● **Article**:
+ + +
1. Environment Preview#

uv run scripts/view.py --env dm-humanoid-stand
uv run scripts/view.py --env dm-humanoid-walk
uv run scripts/view.py --env dm-humanoid-run

2. Start Training#

uv run scripts/train.py --env dm-humanoid-stand
uv run scripts/train.py --env dm-humanoid-walk
uv run scripts/train.py --env dm-humanoid-run

3. View Training Progress#

uv run tensorboard --logdir runs/dm-humanoid-walk

4. Test Training Results#

uv run scripts/play.py --env dm-humanoid-stand
uv run scripts/play.py --env dm-humanoid-walk
uv run scripts/play.py --env dm-humanoid-run

Expected Training Results#

Standing Task (dm-humanoid-stand)#

  1. Head height maintained in 1.3-1.5m range

  2. Torso upright angle deviation less than 15 degrees

  3. Able to stand stably without falling

  4. Speed near zero, no significant movement

Walking Task (dm-humanoid-walk)#

  1. Actual walking speed close to 1.0 m/s

  2. Coordinated gait, no obvious falls

  3. Able to walk continuously and stably

  4. Torso and head facing target direction

Running Task (dm-humanoid-run)#

  1. Running speed reaches 5.0-10.0 m/s

  2. Flight phase appears (both feet off ground simultaneously)

  3. Coordinated and stable gait

  4. Able to maintain high-speed running posture
+ + +
● **Given material**:
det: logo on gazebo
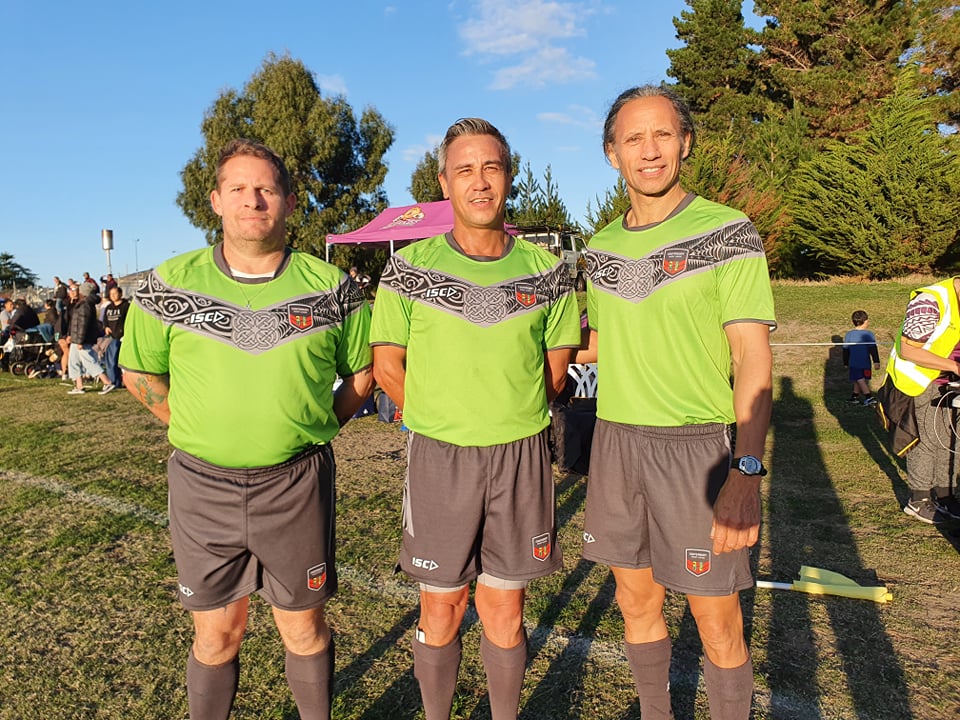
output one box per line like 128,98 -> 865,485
384,205 -> 426,229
+ + +
● **Given task 1**:
Using the humanoid training guide above, answer each question on its own line, marked (a), (b) and (c):
(a) Which log directory does the tensorboard command point to?
(b) What head height range is expected for the standing task?
(c) What running speed should the running task reach?
● **Given task 2**:
Decide whether each statement agrees with the humanoid training guide above. Answer yes or no for each, marked (a), (b) and (c), and quote the words that settle it.
(a) The walking task expects an actual walking speed close to 2.0 m/s.
(b) A flight phase in the running task means both feet are off the ground at the same time.
(c) The environment preview is run with scripts/train.py.

● **Right answer 1**:
(a) runs/dm-humanoid-walk
(b) 1.3-1.5m
(c) 5.0-10.0 m/s

● **Right answer 2**:
(a) No: "Actual walking speed close to 1.0 m/s"
(b) Yes: "Flight phase appears (both feet off ground simultaneously)"
(c) No: "uv run scripts/view.py --env dm-humanoid-stand"